(Referring expression pointing data)
——

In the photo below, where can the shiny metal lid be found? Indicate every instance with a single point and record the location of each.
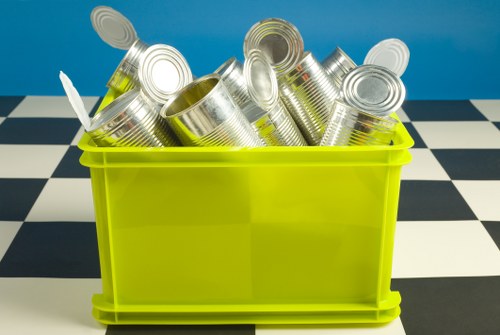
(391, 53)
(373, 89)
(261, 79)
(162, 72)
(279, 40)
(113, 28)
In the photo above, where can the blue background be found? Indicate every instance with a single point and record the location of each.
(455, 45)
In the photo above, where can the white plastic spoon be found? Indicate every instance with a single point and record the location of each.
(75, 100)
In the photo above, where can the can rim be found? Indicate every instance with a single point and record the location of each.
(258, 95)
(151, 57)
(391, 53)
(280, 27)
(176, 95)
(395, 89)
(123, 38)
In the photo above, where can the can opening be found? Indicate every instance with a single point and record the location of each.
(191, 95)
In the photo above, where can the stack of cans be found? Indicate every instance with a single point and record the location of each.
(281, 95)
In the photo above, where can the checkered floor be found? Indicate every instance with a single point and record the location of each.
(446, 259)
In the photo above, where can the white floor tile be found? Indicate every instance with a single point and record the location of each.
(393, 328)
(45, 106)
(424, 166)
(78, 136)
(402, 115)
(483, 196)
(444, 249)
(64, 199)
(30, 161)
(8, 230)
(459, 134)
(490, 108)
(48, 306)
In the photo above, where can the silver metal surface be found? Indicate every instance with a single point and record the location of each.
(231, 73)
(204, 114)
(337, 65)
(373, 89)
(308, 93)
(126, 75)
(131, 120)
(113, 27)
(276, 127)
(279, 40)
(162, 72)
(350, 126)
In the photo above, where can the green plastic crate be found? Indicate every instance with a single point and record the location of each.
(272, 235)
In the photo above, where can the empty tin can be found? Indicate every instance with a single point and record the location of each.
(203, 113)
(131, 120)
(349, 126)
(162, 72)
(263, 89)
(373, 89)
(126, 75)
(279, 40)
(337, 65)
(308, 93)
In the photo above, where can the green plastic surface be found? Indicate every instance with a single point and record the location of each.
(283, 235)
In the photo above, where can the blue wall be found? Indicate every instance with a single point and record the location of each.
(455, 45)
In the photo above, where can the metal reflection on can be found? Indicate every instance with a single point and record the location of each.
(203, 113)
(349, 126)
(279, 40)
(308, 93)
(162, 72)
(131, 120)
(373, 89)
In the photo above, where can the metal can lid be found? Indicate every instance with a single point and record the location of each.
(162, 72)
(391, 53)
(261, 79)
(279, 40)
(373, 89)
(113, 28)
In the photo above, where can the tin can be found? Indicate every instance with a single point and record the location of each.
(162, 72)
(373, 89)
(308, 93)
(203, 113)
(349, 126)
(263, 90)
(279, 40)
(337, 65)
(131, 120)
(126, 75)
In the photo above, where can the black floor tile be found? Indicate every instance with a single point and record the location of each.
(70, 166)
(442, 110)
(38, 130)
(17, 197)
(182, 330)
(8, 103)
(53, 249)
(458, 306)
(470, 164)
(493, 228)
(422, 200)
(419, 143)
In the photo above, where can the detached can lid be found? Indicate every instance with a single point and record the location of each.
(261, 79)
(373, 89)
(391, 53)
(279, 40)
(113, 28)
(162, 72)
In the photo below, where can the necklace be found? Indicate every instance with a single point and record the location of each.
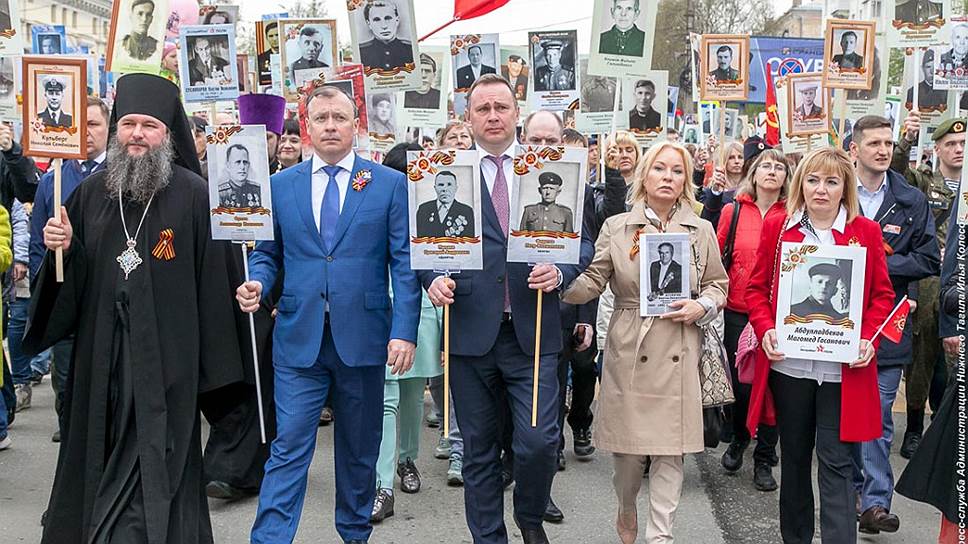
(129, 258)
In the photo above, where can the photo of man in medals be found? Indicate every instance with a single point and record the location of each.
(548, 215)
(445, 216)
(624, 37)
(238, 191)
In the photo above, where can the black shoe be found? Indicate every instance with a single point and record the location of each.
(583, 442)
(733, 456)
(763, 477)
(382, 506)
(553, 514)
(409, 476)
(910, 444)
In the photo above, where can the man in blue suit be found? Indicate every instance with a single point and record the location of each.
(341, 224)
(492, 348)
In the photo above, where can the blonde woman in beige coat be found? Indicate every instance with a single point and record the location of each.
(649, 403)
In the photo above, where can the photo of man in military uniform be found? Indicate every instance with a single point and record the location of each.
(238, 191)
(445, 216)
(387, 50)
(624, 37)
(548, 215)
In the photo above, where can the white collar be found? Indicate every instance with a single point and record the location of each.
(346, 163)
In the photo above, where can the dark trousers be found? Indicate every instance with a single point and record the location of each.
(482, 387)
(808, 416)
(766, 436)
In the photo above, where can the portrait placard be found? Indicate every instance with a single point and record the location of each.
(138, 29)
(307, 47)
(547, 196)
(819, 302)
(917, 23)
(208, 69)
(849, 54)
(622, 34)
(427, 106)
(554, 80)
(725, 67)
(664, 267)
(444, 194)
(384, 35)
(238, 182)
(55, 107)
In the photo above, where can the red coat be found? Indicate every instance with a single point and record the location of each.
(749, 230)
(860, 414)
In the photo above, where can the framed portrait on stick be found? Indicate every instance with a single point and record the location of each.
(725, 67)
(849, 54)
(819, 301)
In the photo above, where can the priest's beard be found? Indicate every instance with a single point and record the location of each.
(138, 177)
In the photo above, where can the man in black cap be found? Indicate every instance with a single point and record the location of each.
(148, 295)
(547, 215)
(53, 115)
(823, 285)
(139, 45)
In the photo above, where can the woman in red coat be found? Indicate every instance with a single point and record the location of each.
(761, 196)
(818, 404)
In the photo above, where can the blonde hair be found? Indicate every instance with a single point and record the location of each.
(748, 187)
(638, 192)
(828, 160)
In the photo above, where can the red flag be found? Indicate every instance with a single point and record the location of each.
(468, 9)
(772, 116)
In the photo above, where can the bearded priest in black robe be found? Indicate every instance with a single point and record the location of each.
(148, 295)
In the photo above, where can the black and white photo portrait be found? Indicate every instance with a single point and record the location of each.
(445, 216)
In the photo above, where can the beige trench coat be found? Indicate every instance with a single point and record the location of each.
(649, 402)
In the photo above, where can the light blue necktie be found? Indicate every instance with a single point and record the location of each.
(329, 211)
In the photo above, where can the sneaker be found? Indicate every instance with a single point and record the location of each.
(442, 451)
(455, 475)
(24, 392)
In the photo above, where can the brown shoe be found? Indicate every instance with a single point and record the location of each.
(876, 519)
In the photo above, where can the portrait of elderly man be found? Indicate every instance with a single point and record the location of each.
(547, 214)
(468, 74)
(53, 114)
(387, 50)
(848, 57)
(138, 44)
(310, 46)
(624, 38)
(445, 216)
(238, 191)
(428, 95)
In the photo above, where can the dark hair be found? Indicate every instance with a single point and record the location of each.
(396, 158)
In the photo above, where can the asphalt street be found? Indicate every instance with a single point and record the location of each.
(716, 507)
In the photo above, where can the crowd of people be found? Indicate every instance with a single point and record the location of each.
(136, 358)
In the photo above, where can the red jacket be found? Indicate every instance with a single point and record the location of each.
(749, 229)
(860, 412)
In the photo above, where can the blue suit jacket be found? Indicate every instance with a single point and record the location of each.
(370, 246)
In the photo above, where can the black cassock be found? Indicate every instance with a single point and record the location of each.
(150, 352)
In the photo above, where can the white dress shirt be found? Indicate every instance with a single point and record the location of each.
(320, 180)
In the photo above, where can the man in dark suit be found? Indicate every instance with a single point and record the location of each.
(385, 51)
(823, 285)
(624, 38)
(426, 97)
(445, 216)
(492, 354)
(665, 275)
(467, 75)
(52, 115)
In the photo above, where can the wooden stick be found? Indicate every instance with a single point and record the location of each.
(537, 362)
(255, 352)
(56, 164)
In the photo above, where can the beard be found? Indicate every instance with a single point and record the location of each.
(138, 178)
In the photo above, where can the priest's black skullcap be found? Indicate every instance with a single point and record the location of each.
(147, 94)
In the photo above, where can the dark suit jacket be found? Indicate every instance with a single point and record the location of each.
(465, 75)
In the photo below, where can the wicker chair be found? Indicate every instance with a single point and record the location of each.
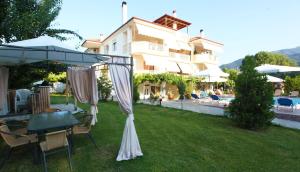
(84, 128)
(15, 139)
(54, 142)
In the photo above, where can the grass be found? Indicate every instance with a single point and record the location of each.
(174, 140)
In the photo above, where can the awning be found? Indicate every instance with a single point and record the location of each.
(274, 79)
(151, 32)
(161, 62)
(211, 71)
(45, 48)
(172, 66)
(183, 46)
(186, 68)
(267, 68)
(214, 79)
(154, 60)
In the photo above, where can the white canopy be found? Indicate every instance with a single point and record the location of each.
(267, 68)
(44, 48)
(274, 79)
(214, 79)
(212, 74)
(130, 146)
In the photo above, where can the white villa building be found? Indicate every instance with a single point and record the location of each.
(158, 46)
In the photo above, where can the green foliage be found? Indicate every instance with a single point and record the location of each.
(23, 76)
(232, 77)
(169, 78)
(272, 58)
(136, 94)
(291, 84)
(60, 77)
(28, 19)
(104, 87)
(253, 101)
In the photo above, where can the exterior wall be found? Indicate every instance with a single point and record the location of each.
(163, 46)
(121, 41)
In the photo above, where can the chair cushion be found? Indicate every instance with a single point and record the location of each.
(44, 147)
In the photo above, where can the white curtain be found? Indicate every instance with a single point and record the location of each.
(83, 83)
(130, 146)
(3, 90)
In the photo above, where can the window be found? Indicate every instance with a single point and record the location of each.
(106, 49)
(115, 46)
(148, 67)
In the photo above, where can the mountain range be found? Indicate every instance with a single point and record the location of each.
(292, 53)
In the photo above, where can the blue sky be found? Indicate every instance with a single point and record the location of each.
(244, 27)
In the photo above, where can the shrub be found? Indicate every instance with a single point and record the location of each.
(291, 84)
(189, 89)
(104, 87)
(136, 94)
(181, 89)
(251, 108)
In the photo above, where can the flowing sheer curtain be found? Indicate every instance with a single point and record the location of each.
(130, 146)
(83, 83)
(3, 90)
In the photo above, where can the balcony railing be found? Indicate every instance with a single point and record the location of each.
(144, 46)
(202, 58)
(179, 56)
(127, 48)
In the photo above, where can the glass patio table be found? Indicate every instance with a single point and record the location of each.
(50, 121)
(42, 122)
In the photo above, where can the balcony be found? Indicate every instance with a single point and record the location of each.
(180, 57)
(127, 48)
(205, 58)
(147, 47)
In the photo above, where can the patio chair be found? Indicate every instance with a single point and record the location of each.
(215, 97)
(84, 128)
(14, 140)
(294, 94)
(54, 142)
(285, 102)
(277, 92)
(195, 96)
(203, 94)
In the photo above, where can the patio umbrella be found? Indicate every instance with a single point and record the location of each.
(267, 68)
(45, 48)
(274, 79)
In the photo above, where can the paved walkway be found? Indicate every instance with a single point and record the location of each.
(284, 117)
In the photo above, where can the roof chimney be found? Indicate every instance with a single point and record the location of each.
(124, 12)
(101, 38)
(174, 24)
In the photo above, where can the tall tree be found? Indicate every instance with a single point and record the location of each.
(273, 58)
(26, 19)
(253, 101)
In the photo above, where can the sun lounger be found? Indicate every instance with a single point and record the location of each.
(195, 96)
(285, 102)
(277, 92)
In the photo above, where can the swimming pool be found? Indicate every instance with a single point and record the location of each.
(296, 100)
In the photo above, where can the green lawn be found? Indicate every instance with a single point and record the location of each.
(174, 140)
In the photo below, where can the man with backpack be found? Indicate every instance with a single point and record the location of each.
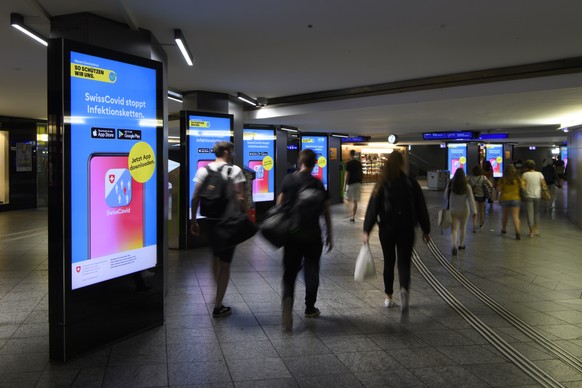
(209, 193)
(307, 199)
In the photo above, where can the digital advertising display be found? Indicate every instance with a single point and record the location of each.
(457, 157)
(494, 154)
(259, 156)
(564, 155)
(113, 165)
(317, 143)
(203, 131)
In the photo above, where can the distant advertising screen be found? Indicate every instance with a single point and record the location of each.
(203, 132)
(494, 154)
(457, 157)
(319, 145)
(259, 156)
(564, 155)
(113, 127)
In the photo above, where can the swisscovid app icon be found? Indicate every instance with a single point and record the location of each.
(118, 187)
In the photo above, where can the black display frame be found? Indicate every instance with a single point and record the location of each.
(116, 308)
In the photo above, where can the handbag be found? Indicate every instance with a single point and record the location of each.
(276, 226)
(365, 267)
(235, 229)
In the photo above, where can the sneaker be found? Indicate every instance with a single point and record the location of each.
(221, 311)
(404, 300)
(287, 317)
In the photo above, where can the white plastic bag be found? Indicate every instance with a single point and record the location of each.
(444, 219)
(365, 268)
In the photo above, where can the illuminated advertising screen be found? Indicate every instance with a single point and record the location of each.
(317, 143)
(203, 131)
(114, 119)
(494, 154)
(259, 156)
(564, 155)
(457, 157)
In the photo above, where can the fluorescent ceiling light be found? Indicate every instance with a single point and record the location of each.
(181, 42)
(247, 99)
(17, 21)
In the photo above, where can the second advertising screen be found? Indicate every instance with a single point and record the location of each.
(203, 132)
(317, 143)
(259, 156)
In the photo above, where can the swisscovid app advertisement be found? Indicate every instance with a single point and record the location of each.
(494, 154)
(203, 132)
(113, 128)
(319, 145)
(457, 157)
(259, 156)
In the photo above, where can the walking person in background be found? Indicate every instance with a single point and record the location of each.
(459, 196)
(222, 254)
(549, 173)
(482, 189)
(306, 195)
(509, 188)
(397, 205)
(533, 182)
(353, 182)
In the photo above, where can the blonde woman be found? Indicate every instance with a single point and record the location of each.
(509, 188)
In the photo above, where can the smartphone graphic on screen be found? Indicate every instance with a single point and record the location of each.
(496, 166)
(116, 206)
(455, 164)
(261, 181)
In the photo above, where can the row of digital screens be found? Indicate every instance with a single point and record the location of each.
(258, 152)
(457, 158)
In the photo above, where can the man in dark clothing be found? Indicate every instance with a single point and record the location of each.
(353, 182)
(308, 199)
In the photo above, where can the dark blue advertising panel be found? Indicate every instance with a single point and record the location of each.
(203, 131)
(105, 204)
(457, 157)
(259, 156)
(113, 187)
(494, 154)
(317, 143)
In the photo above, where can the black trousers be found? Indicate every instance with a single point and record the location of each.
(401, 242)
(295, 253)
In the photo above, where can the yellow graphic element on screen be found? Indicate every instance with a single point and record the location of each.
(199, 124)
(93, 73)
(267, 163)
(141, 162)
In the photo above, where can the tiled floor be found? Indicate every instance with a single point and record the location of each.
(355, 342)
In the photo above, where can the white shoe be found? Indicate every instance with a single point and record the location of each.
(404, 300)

——

*Assigned task*: The line containing "In the photo above, where can the white shoe" begins the span, and the last line of the records above ends it. Return that span exactly, and nothing outside it.

*Expected output*:
In the photo above, where can the white shoe be found? Indicate every instance with a single point and record the location of each.
(404, 300)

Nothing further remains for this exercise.